* Stated exercise
Transcribe, word for word, the line containing "Please identify the red petal" and each line following it through the end of the listing below. Omit all other lines.

Named object pointing entries
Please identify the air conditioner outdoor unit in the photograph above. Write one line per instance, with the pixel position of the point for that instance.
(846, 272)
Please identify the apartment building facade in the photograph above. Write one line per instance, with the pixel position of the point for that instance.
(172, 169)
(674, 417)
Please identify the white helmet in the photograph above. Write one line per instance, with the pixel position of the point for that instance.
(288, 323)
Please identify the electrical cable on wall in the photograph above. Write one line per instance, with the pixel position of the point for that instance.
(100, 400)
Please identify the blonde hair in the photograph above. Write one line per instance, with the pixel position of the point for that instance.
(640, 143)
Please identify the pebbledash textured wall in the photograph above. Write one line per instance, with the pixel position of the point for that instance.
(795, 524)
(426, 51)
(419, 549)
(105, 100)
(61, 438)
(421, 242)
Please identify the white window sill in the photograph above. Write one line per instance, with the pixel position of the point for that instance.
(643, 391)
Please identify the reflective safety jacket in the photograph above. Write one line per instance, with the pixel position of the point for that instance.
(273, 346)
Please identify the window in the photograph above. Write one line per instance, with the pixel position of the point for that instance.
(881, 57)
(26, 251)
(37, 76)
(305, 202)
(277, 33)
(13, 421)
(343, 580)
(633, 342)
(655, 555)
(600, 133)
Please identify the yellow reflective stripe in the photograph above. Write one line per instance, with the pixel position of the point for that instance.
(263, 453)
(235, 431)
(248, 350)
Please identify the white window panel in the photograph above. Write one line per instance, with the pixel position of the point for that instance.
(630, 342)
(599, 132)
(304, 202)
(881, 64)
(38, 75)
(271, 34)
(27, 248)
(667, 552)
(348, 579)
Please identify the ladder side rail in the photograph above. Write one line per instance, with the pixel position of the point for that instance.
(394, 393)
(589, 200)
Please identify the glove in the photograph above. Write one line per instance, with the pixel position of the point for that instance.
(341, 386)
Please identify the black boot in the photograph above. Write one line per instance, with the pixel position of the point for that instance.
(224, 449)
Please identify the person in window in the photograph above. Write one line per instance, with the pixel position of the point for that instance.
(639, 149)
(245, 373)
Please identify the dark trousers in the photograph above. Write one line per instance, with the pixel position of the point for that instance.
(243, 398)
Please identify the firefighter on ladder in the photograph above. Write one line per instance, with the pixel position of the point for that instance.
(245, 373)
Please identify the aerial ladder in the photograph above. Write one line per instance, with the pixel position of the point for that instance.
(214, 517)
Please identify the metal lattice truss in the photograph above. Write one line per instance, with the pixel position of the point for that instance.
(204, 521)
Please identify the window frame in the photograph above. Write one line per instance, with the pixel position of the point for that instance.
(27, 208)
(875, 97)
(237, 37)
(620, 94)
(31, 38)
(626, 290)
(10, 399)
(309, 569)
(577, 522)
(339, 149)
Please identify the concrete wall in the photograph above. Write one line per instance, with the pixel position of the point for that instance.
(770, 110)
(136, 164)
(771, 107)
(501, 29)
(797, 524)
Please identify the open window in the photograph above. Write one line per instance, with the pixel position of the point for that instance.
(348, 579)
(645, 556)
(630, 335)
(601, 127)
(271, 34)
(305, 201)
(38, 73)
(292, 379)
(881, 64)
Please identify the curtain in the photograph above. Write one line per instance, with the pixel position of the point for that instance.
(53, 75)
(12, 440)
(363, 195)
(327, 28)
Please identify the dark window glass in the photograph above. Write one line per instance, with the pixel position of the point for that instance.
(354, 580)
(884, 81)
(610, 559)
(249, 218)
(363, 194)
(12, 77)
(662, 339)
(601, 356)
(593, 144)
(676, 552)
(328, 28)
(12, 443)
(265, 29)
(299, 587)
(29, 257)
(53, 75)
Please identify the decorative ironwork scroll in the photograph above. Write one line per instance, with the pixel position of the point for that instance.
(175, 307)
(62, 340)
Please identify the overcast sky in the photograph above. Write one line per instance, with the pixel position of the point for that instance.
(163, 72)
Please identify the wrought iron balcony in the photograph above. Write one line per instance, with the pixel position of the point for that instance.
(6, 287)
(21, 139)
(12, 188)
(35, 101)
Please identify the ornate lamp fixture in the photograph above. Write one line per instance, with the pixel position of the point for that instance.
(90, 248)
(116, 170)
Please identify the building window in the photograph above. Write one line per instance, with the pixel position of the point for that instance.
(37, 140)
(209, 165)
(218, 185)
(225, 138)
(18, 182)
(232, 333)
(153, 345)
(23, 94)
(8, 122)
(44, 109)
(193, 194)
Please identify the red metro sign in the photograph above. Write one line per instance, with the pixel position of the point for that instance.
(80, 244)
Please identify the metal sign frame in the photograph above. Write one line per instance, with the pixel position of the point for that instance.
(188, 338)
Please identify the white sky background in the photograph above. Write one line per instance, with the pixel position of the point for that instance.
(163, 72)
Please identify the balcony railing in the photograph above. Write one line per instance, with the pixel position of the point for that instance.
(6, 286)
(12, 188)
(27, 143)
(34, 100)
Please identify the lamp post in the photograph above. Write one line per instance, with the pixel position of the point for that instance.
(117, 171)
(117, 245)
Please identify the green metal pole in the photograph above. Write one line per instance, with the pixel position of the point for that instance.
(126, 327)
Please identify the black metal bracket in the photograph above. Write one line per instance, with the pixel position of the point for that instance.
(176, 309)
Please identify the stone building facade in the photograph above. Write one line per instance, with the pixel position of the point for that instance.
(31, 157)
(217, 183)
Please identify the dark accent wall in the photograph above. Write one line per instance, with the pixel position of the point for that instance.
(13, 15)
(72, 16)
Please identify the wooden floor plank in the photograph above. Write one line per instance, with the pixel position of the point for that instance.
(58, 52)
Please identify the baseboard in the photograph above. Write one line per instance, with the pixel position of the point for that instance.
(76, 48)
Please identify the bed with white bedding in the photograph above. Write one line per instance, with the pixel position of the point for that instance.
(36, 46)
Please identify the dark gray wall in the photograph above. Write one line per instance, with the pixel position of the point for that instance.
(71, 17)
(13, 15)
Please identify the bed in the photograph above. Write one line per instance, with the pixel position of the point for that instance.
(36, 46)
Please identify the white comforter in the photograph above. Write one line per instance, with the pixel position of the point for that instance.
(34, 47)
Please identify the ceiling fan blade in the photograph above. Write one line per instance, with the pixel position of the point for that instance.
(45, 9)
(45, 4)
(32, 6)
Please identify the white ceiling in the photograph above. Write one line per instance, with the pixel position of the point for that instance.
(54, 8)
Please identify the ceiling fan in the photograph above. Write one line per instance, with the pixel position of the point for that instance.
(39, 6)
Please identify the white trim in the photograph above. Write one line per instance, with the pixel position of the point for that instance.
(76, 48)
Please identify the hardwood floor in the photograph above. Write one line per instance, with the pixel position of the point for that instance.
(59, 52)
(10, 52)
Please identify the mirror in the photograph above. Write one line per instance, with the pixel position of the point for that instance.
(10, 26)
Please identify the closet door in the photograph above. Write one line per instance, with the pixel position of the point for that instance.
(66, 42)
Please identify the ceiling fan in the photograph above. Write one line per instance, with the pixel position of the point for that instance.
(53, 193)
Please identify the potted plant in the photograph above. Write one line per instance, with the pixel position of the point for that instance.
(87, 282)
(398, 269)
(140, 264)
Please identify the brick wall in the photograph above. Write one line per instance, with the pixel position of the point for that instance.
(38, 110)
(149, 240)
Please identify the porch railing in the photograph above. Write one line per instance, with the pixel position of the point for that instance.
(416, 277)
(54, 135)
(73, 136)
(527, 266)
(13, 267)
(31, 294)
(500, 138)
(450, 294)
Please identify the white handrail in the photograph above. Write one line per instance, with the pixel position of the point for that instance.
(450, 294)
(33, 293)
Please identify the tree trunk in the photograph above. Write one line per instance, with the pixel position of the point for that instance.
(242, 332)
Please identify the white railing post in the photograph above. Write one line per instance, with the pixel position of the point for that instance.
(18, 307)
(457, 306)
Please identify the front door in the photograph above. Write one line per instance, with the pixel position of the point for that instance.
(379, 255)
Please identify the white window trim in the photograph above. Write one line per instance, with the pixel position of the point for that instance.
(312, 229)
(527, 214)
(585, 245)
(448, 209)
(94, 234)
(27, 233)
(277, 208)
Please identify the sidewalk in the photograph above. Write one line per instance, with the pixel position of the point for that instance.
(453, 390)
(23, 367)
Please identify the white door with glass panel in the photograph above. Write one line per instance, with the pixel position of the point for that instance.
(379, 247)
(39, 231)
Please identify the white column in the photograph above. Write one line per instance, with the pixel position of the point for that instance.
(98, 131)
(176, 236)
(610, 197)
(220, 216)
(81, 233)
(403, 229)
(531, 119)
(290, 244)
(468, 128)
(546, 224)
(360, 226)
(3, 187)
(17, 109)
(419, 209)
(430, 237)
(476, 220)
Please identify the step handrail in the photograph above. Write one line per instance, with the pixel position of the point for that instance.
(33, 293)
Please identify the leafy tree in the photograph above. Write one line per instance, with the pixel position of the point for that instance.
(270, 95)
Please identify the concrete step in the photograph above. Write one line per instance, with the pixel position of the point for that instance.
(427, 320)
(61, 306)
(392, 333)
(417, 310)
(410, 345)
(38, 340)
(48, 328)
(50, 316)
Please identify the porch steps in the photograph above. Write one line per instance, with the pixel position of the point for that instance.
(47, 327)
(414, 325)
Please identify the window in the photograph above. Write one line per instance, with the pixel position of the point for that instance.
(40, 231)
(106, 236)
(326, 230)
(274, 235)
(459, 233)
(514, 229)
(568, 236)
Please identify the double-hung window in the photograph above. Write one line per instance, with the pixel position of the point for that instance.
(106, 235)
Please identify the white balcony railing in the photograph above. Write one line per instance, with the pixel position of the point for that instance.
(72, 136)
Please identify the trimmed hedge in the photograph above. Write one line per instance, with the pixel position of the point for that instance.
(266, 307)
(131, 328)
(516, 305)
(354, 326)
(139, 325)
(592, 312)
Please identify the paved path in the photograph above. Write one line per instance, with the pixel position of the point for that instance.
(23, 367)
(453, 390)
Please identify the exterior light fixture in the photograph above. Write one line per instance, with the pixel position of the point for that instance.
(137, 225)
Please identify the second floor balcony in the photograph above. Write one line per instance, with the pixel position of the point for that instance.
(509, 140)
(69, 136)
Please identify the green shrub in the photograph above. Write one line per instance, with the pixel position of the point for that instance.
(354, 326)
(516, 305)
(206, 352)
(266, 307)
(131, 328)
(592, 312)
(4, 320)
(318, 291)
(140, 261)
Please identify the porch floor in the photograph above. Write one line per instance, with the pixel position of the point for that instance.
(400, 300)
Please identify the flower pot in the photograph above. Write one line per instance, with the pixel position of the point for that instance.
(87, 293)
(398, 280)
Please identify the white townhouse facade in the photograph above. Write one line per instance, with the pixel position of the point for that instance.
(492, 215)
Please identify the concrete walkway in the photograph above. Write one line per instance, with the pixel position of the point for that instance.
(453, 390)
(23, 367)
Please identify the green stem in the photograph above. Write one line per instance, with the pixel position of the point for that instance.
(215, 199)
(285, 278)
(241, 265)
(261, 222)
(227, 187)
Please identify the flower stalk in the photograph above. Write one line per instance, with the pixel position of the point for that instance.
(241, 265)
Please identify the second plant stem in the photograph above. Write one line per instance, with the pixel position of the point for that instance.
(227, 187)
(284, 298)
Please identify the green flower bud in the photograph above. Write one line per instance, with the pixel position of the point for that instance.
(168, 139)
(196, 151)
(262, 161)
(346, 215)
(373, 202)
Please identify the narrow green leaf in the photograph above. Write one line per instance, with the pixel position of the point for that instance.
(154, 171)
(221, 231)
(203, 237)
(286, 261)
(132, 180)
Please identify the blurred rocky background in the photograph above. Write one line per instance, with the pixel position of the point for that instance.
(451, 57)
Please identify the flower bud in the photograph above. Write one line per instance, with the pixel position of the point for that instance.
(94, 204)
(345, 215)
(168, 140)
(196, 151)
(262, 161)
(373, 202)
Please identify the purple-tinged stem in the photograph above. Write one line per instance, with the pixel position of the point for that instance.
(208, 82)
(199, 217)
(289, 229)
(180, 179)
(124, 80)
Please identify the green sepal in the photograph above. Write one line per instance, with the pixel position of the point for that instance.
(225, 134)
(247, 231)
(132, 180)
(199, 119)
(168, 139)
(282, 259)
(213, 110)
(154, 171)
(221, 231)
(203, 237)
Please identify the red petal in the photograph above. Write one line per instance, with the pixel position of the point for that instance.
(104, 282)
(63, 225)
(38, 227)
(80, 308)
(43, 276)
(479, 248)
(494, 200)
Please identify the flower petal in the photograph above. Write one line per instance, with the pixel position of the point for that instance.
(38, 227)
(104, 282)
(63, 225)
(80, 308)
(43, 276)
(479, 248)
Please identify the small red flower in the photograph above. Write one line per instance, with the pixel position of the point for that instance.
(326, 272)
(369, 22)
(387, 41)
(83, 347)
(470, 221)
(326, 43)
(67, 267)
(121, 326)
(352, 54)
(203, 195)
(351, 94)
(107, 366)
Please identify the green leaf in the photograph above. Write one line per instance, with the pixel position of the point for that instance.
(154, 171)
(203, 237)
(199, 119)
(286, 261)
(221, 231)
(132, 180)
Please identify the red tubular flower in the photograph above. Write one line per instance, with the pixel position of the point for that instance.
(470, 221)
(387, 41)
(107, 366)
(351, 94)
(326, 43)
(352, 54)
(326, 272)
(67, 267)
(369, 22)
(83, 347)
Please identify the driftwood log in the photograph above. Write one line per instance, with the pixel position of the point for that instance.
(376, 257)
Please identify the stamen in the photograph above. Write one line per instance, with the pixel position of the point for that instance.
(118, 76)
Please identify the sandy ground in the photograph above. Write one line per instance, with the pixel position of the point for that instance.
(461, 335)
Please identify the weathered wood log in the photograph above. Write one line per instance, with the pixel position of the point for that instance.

* Written response
Please identify the red petal in the photograph above. Write one line per instance, with the pixel position of the point for that instance.
(104, 282)
(63, 225)
(38, 227)
(80, 308)
(43, 276)
(479, 248)
(494, 200)
Please identify the flower petal in the photograph above. Write one line per instance, with the pixel position of the point for that instance.
(38, 227)
(104, 282)
(63, 225)
(80, 308)
(43, 276)
(479, 248)
Please identify the small red flower in the photograph above. Write one line per instance, with the pixel position of the point for that instance.
(326, 272)
(369, 22)
(387, 41)
(83, 347)
(470, 221)
(326, 43)
(67, 267)
(121, 326)
(352, 54)
(203, 195)
(351, 94)
(107, 366)
Please identify the green leaf in the photograph above. Write one line per instance, with the pixel position of the point for that instance.
(154, 171)
(203, 237)
(199, 119)
(286, 261)
(221, 231)
(132, 180)
Please identify the red tubular flower in the photograph above. Write one line per instance, with the pixel position of the point for that instance.
(470, 221)
(387, 41)
(107, 366)
(351, 94)
(326, 43)
(352, 54)
(326, 272)
(67, 267)
(369, 22)
(83, 347)
Please identify the driftwood log in the photograph above. Write one line per instance, with the pixel position of the point for that instance.
(376, 257)
Please identify the stamen in the photograph above. Write one line per instance, with the pixel position of the point for that instance.
(118, 76)
Please identify the sandy ground in the photograph above. Write one line per instance, with the pixel position of the point for that instance.
(461, 335)
Please identify the weathered wood log in the photograph above. Write one line per instance, with the pixel position of the point for that instance.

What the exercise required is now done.